■ Point annotation items:
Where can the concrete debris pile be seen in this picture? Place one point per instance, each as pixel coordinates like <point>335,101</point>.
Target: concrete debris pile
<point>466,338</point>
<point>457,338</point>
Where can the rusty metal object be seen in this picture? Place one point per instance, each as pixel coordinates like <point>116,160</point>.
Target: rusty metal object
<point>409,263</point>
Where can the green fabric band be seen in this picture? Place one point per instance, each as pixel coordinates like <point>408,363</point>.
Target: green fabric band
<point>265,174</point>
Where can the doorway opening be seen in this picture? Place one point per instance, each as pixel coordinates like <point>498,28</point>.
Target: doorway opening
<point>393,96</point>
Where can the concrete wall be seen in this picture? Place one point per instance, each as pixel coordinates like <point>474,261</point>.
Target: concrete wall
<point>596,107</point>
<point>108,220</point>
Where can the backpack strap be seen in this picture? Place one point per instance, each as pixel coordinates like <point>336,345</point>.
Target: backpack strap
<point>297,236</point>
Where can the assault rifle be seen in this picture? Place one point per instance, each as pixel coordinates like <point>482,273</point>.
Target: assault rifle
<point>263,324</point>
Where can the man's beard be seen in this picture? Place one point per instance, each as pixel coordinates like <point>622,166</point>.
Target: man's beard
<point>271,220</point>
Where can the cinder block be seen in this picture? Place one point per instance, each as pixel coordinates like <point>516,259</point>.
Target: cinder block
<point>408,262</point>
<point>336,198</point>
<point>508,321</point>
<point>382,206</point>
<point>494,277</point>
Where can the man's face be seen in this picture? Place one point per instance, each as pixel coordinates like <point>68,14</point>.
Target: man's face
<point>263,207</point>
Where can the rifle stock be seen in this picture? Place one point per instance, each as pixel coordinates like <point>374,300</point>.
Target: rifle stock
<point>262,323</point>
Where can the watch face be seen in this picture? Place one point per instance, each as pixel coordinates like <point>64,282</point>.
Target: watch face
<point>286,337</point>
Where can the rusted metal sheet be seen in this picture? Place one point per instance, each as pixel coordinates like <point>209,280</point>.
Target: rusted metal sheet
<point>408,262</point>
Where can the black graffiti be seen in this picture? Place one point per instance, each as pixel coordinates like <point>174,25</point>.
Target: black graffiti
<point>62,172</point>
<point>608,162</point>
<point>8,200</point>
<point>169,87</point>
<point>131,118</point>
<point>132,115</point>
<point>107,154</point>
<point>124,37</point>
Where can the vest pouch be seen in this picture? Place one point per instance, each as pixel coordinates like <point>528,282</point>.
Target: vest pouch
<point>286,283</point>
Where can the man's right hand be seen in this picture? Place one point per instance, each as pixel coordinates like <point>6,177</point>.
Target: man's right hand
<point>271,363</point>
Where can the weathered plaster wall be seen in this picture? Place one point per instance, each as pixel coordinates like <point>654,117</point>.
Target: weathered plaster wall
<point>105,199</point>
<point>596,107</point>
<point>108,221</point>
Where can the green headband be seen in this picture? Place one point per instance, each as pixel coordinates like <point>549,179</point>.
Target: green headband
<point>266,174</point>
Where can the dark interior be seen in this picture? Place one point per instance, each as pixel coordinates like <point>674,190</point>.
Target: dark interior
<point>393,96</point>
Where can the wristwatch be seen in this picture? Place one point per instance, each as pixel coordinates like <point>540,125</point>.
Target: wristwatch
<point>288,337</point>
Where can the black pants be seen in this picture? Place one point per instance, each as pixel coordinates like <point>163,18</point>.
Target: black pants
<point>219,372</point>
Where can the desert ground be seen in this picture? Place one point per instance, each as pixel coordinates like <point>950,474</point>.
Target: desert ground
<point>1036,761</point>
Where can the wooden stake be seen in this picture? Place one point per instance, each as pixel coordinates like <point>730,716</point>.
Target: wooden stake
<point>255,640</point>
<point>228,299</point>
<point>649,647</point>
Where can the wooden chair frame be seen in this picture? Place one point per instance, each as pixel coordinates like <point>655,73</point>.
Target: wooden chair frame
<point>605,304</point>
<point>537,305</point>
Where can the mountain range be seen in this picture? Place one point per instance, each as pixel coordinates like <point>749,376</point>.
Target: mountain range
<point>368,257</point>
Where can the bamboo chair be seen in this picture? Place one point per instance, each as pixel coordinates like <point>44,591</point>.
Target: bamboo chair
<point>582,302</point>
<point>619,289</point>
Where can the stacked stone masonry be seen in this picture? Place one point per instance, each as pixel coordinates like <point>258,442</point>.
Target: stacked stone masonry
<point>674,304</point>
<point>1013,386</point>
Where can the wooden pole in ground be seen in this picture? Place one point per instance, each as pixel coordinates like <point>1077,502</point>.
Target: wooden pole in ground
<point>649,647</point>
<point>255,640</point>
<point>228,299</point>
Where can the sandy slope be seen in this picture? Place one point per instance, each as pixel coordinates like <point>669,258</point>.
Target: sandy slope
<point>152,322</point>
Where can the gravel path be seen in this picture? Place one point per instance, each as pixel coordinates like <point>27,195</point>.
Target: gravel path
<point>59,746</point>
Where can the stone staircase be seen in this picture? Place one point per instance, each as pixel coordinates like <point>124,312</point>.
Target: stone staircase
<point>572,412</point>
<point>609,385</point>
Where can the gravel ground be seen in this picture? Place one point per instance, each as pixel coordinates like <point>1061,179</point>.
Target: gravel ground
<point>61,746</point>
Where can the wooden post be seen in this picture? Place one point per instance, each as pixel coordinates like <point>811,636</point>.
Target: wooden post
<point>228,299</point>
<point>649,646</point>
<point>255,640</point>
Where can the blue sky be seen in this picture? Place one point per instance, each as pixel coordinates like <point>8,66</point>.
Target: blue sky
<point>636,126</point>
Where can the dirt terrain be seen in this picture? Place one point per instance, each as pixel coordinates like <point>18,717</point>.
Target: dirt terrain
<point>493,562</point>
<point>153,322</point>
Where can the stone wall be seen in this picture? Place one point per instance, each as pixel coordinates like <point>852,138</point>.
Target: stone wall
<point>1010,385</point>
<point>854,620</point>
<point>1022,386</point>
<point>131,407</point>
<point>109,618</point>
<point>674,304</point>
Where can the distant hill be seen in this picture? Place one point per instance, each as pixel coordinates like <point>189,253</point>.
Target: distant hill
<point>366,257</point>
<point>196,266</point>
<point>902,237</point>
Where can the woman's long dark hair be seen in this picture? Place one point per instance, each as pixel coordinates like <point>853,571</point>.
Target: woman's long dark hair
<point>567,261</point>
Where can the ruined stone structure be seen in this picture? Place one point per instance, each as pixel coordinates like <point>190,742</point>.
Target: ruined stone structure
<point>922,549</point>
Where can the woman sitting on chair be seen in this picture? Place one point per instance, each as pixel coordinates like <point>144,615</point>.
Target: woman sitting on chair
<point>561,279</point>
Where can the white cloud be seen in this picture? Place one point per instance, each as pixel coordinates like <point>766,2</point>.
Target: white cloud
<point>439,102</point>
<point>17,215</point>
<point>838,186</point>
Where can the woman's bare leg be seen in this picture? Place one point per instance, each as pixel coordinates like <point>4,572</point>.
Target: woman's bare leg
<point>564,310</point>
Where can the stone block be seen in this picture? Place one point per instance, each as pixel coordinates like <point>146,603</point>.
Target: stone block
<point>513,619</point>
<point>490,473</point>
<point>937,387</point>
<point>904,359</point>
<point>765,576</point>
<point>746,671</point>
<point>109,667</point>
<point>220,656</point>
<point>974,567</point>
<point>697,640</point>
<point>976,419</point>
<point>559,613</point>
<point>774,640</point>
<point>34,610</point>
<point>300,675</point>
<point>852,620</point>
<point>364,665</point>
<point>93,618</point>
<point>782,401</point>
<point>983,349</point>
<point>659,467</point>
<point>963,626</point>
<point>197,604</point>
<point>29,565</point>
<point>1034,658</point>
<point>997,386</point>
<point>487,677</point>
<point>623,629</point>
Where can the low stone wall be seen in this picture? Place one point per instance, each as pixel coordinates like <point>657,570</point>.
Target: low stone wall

■ GIVEN TASK: Please retype all of the items above line for line, keeping every character unchanged.

■ OUTPUT FOR THIS TASK:
Where can the concrete debris pile be seen in this picture? Place one point per instance, each as pixel coordinates like <point>335,101</point>.
Target: concrete debris pile
<point>466,338</point>
<point>457,338</point>
Where can the rusty metal object be seen in this picture? Place one point per instance, each as pixel coordinates like <point>116,160</point>.
Target: rusty metal object
<point>409,263</point>
Where can the green fabric band be seen in this picture? Place one point per instance, each as pixel coordinates like <point>408,363</point>.
Target: green fabric band
<point>265,174</point>
Where can the doorway opening be seen in this picture? Place one point per instance, each as pixel coordinates like <point>498,28</point>.
Target: doorway opening
<point>393,96</point>
Where can the concrete wall be seen in this picture? Place one point per instance, each as pixel coordinates like <point>474,261</point>.
Target: concrete wall
<point>596,107</point>
<point>108,220</point>
Where can the backpack strap be seen in this picture? Place one point per instance, each as pixel coordinates like <point>336,345</point>.
Target: backpack strap
<point>297,236</point>
Where can the assault rifle be seen in this picture? Place one point per instance, each as pixel coordinates like <point>482,273</point>.
Target: assault rifle
<point>263,324</point>
Where can the man's beard be seen in this picture? Place one point per instance, each as pixel coordinates like <point>622,166</point>.
Target: man's beard
<point>271,220</point>
Where can the cinder block be seen in this picture? Place one point per instance, each as pixel coordinates like <point>516,259</point>.
Target: cinder block
<point>408,262</point>
<point>336,198</point>
<point>508,321</point>
<point>382,206</point>
<point>494,277</point>
Where can the man's face be seen in this picture? Place one point per instance, each as pixel coordinates like <point>68,14</point>.
Target: man's face
<point>263,207</point>
Where can the rifle stock be seen in this picture? Place one point per instance, each as pixel coordinates like <point>374,300</point>.
Target: rifle stock
<point>262,323</point>
Where can the watch face be seen in this picture? Place one point per instance, each as pixel coordinates like <point>64,282</point>.
Target: watch face
<point>286,337</point>
Where can the rusted metal sheet be seen in this picture? Place one point per instance, each as pixel coordinates like <point>209,280</point>.
Target: rusted metal sheet
<point>408,262</point>
Where can the black graffiti be seen in this picture? Place one point per instance, each as pixel coordinates like <point>174,25</point>.
Target: black graffiti
<point>62,172</point>
<point>608,162</point>
<point>8,200</point>
<point>169,87</point>
<point>131,118</point>
<point>132,115</point>
<point>107,154</point>
<point>124,37</point>
Where can the vest pouch be seen in this picture? Place one point per instance, each as pixel coordinates like <point>528,282</point>.
Target: vest pouch
<point>286,283</point>
Where can the man's right hand be seen in this picture? Place one point per instance, each as pixel coordinates like <point>6,177</point>.
Target: man's right hand
<point>271,363</point>
Where can the weathered plaster wall be seen in this picture? Place one point per instance, each as pixel coordinates like <point>654,117</point>.
Target: weathered plaster wall
<point>105,199</point>
<point>596,107</point>
<point>108,221</point>
Where can the green headband be seen in this picture? Place one point per instance, each as pixel coordinates like <point>549,179</point>.
Target: green headband
<point>266,174</point>
Where can the dark interior be seen in this picture? Place one point per instance, each as pixel coordinates like <point>674,190</point>.
Target: dark interior
<point>393,96</point>
Where can the wristwatch be seen in this picture? Place one point per instance, each as pixel coordinates like <point>540,125</point>.
Target: wristwatch
<point>288,337</point>
Where can the black pants be seen in this picture? Place one point per instance, each as pixel coordinates like <point>163,18</point>.
Target: black pants
<point>219,372</point>
Where can the desert ground be seen in this picture? Place one point per instance, each as pixel coordinates like <point>950,474</point>.
Target: desert ground
<point>1036,761</point>
Where can the wooden stake be seen in this picture? Place one point per instance, each as pixel coordinates like <point>730,716</point>.
Target: wooden stake
<point>255,640</point>
<point>228,299</point>
<point>649,647</point>
Where can the wooden chair frame be seen in this picture? Place one point per instance, each as pixel coordinates like <point>655,73</point>.
Target: wooden chair frame
<point>605,304</point>
<point>537,305</point>
Where can the mountain range be seen in this picture? Place one point per instance, each as pixel coordinates like <point>749,376</point>.
Target: mountain range
<point>368,257</point>
Where can the bamboo chair be seen in this picture? Place one point per instance, each as pixel coordinates like <point>44,591</point>.
Target: bamboo chair
<point>582,302</point>
<point>619,289</point>
Where can the stacked stone masonry be seen in this picture? Place one point per instance, each as pixel coordinates like <point>258,442</point>.
Target: stacked stone masonry
<point>674,304</point>
<point>1013,386</point>
Where can the wooden pole in ground be seen in this picture? Place one point per instance, each as pixel coordinates like <point>1077,502</point>.
Target: wooden pole in ground
<point>649,647</point>
<point>255,640</point>
<point>228,299</point>
Where can the sandy slope be seen in this picture? Place one point per instance, each as pixel coordinates like <point>669,258</point>.
Target: sandy slope
<point>152,322</point>
Where can the gravel path be seen in this picture? Place one point per instance, each as pixel coordinates like <point>27,195</point>.
Target: gravel path
<point>59,746</point>
Where can the stone staircase be seen in this picture? Place one point per instance, each as pixel coordinates like <point>124,312</point>.
Target: stone staircase
<point>572,412</point>
<point>609,385</point>
Where can the gravel ground be seen in this picture? Place one point per instance, each as pixel coordinates like <point>1061,179</point>.
Target: gravel ground
<point>61,746</point>
Where can the wooden post be seen in this picture? Place one point per instance, each as pixel coordinates like <point>811,636</point>.
Target: wooden post
<point>228,299</point>
<point>649,646</point>
<point>255,640</point>
Where can the blue sky be seen in this picture? Place one point per instance, each as pixel coordinates like <point>8,66</point>.
Target: blue sky
<point>636,126</point>
Where can the dirt terrain be seen in this picture? Place one point per instance, each as pixel coordinates like <point>18,717</point>.
Target: dirt terrain
<point>493,562</point>
<point>153,322</point>
Where can the stone wall be seen in this picture? Place one point per instance, each as pixel coordinates like <point>852,138</point>.
Target: stone wall
<point>1010,385</point>
<point>854,620</point>
<point>1022,386</point>
<point>131,407</point>
<point>109,618</point>
<point>674,304</point>
Where can the distant hill be seen in this picture? Place one point per instance, each as pixel coordinates like <point>189,253</point>.
Target: distant hill
<point>366,257</point>
<point>196,266</point>
<point>902,237</point>
Where can the woman's long dark hair be seen in this picture? Place one point per instance, each as pixel coordinates like <point>853,571</point>.
Target: woman's long dark hair
<point>567,261</point>
Where can the ruined stone structure be seen in this picture? Place one point per instance, each as pixel coordinates like <point>190,742</point>.
Target: ruined stone structure
<point>922,549</point>
Where can the woman sitting on chair be seen in this picture? Place one point per instance, each as pixel coordinates like <point>144,615</point>.
Target: woman sitting on chair
<point>561,279</point>
Where can the white cloud be seen in this picture? Place one point per instance, each as pixel coordinates like <point>766,2</point>.
Target: white cloud
<point>439,102</point>
<point>17,215</point>
<point>838,186</point>
Where can the woman's bare leg be seen in this picture? Place one point per instance, each as pixel coordinates like <point>4,572</point>.
Target: woman's bare leg
<point>564,310</point>
Where can the stone block be seen in this picture? Place one point per instance, each as pixel coordinates like <point>146,603</point>.
Target: stone block
<point>513,619</point>
<point>490,473</point>
<point>937,387</point>
<point>904,359</point>
<point>765,576</point>
<point>746,671</point>
<point>109,667</point>
<point>220,656</point>
<point>974,567</point>
<point>697,640</point>
<point>976,419</point>
<point>559,613</point>
<point>774,640</point>
<point>34,610</point>
<point>300,675</point>
<point>852,620</point>
<point>364,665</point>
<point>93,618</point>
<point>782,401</point>
<point>983,349</point>
<point>659,467</point>
<point>963,626</point>
<point>197,604</point>
<point>29,565</point>
<point>1034,658</point>
<point>997,386</point>
<point>487,677</point>
<point>623,629</point>
Where can the low stone wall be seen in this picture? Place one point per instance, each as pixel coordinates like <point>657,570</point>.
Target: low stone wall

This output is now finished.